=== WHAT YOU WILL DO ===
From the entries that follow, gather each line holding the word "ceramic".

[Dataset entries]
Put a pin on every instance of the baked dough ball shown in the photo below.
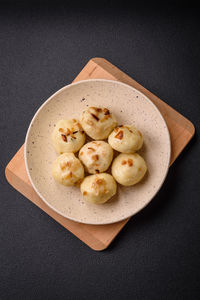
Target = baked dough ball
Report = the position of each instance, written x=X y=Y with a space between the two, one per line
x=96 y=156
x=67 y=169
x=68 y=136
x=98 y=188
x=98 y=122
x=126 y=139
x=128 y=169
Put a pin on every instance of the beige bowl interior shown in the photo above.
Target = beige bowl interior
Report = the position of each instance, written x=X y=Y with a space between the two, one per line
x=130 y=107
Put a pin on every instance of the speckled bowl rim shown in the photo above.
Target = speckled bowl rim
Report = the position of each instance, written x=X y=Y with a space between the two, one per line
x=48 y=100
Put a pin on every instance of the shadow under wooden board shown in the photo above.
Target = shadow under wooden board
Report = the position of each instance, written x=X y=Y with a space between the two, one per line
x=99 y=237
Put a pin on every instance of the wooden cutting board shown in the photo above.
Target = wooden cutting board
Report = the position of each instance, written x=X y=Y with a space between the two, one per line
x=99 y=237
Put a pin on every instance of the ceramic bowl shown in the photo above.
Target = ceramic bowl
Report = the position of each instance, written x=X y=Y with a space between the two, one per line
x=130 y=107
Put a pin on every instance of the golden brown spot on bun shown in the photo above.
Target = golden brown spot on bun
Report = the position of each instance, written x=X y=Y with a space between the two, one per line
x=119 y=135
x=130 y=162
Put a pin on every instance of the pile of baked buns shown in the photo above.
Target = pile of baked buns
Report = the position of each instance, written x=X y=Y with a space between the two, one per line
x=96 y=156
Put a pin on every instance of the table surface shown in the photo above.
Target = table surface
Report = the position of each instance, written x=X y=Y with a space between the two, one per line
x=156 y=256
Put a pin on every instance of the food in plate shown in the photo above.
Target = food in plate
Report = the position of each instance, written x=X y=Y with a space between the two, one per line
x=67 y=169
x=126 y=139
x=96 y=156
x=98 y=122
x=68 y=136
x=128 y=169
x=98 y=188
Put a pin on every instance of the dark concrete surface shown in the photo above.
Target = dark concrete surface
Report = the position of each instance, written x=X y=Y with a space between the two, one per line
x=42 y=48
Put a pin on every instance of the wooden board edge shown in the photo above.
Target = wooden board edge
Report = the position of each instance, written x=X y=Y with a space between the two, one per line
x=112 y=69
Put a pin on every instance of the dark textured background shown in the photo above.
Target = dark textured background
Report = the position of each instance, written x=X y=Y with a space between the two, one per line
x=42 y=48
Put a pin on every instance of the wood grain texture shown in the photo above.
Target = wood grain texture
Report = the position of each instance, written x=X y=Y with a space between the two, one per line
x=99 y=237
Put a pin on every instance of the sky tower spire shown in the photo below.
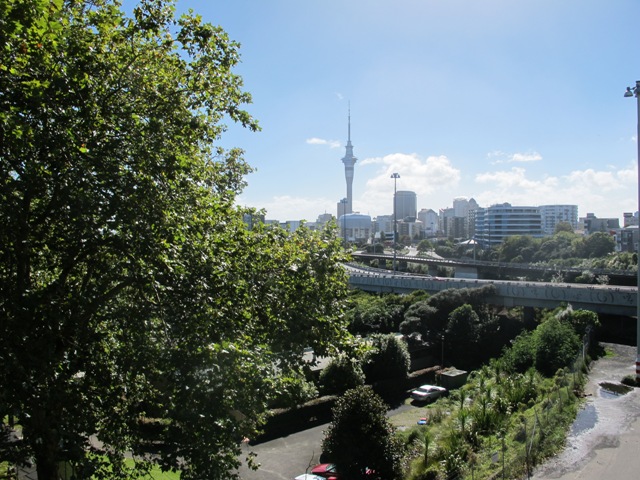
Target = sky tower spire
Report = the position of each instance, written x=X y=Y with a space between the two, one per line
x=349 y=161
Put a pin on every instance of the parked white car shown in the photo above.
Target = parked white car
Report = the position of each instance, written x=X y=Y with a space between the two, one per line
x=427 y=393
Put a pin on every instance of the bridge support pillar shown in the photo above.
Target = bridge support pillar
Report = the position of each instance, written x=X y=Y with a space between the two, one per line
x=466 y=272
x=529 y=315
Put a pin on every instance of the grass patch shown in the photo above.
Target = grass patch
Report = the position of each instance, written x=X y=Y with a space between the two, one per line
x=495 y=421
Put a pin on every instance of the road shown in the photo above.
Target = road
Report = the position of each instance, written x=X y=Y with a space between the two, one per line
x=605 y=443
x=607 y=446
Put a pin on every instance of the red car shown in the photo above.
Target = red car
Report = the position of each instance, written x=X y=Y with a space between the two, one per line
x=326 y=470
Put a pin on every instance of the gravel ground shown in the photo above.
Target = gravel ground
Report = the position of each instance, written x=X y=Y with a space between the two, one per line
x=605 y=439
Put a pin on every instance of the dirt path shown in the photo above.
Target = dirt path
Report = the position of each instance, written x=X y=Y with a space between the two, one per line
x=605 y=439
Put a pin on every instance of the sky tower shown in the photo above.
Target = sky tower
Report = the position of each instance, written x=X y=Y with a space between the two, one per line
x=349 y=161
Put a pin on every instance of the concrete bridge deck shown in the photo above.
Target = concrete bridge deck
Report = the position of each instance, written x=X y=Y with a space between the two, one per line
x=616 y=300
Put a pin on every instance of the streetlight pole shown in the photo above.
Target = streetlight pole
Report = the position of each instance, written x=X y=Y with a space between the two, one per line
x=343 y=202
x=631 y=92
x=395 y=177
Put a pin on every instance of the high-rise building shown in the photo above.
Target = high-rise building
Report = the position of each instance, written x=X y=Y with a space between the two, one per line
x=429 y=219
x=406 y=205
x=554 y=214
x=349 y=161
x=497 y=222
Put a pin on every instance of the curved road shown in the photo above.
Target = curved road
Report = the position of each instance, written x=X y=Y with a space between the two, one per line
x=605 y=445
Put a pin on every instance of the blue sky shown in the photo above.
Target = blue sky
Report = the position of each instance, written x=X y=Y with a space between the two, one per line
x=499 y=100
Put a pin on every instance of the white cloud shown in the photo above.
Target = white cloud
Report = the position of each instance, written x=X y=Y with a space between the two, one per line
x=605 y=193
x=322 y=141
x=418 y=174
x=526 y=157
x=502 y=157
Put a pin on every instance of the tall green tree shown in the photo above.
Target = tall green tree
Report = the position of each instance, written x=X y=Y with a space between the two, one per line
x=360 y=438
x=129 y=286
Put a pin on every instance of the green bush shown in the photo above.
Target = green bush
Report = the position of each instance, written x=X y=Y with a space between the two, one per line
x=341 y=374
x=388 y=358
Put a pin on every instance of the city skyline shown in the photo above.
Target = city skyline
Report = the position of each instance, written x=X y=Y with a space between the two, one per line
x=500 y=101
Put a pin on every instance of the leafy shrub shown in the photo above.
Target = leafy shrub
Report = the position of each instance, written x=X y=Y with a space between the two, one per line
x=341 y=374
x=388 y=358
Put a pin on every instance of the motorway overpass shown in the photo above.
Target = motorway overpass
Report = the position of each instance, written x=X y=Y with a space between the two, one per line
x=615 y=300
x=468 y=268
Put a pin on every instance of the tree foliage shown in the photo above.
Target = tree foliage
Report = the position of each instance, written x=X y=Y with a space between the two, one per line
x=388 y=358
x=360 y=438
x=554 y=344
x=129 y=285
x=341 y=374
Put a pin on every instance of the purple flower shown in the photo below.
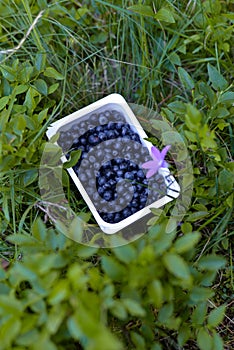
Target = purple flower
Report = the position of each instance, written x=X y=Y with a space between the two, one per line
x=157 y=162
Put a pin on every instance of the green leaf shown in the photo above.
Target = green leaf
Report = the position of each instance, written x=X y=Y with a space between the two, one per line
x=30 y=176
x=216 y=316
x=39 y=229
x=165 y=15
x=53 y=73
x=185 y=79
x=193 y=118
x=137 y=340
x=212 y=262
x=40 y=61
x=143 y=10
x=155 y=291
x=125 y=253
x=187 y=242
x=176 y=265
x=41 y=86
x=20 y=89
x=112 y=268
x=199 y=314
x=177 y=107
x=118 y=310
x=9 y=331
x=217 y=80
x=3 y=102
x=74 y=157
x=226 y=180
x=165 y=313
x=227 y=97
x=53 y=88
x=184 y=334
x=204 y=340
x=200 y=294
x=59 y=292
x=133 y=307
x=217 y=342
x=197 y=216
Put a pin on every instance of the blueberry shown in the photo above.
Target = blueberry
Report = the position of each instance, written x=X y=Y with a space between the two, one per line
x=106 y=186
x=83 y=140
x=119 y=173
x=96 y=166
x=107 y=195
x=110 y=134
x=134 y=210
x=117 y=217
x=93 y=139
x=101 y=180
x=109 y=174
x=92 y=159
x=91 y=126
x=140 y=174
x=93 y=117
x=129 y=176
x=107 y=114
x=134 y=203
x=118 y=161
x=99 y=128
x=110 y=126
x=126 y=212
x=101 y=191
x=115 y=168
x=102 y=136
x=123 y=166
x=103 y=119
x=112 y=182
x=96 y=196
x=124 y=131
x=127 y=197
x=85 y=162
x=143 y=200
x=92 y=182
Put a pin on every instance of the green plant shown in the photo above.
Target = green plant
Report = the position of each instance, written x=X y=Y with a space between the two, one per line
x=162 y=291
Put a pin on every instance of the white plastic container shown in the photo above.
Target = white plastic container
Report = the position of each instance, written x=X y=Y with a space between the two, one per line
x=117 y=102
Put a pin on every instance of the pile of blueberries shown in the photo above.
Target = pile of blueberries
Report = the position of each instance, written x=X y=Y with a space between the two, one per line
x=110 y=164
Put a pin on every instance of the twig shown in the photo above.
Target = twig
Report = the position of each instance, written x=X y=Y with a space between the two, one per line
x=25 y=37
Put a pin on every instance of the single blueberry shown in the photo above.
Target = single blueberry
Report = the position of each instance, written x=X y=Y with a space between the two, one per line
x=140 y=174
x=126 y=212
x=102 y=136
x=93 y=139
x=107 y=195
x=101 y=180
x=129 y=176
x=110 y=134
x=85 y=163
x=101 y=191
x=117 y=217
x=119 y=173
x=92 y=159
x=99 y=128
x=102 y=119
x=83 y=140
x=109 y=174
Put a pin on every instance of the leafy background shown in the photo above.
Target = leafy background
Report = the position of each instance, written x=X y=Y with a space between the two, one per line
x=162 y=291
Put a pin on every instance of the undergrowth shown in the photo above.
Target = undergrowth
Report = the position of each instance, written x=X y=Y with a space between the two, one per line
x=159 y=292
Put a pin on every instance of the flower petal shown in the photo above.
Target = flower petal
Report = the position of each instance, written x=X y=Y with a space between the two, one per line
x=151 y=172
x=149 y=165
x=164 y=151
x=155 y=153
x=164 y=164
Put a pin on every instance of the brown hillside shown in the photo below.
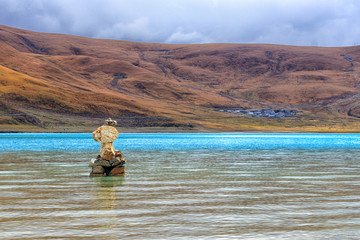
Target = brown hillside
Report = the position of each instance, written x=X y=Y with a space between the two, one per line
x=65 y=81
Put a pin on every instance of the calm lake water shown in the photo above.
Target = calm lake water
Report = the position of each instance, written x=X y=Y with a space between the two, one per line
x=182 y=186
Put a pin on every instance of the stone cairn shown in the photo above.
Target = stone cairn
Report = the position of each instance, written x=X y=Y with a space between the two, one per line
x=110 y=161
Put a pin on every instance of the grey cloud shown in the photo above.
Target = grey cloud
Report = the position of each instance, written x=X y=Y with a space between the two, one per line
x=296 y=22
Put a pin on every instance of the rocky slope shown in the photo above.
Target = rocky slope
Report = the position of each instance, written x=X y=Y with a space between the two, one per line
x=52 y=82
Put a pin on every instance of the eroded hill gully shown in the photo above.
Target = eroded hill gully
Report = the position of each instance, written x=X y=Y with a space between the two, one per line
x=167 y=80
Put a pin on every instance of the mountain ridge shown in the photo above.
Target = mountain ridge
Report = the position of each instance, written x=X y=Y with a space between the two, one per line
x=173 y=87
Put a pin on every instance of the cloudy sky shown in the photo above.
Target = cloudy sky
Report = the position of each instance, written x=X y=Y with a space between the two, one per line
x=292 y=22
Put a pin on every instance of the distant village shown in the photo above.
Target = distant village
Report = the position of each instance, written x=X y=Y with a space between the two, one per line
x=269 y=113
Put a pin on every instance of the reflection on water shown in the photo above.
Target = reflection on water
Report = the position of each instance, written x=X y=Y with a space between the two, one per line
x=283 y=193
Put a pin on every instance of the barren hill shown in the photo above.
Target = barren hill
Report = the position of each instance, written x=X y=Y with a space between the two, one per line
x=53 y=82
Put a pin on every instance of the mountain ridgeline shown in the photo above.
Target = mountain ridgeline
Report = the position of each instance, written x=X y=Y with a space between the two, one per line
x=54 y=82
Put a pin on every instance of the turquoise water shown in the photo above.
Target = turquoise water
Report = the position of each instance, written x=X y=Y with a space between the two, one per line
x=181 y=186
x=180 y=141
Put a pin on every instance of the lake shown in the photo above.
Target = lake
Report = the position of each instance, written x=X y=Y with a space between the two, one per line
x=182 y=186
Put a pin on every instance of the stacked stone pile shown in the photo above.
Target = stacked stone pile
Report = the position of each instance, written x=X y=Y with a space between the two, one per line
x=110 y=161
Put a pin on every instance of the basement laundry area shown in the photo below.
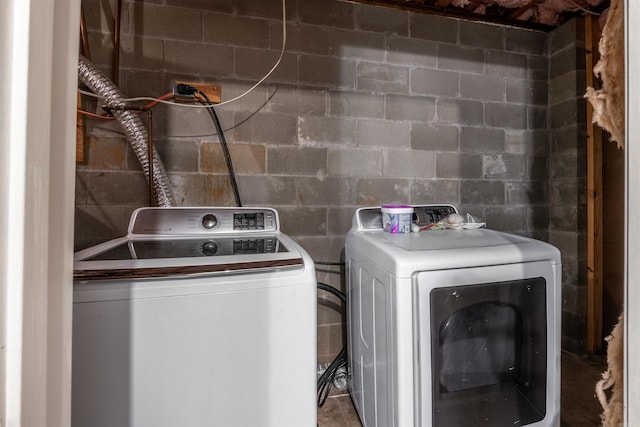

=== RESULT OF THIS EXERCISE ===
Put a pin on every instance of the ceramic bowl shown in the photo above.
Target = ceramic bowl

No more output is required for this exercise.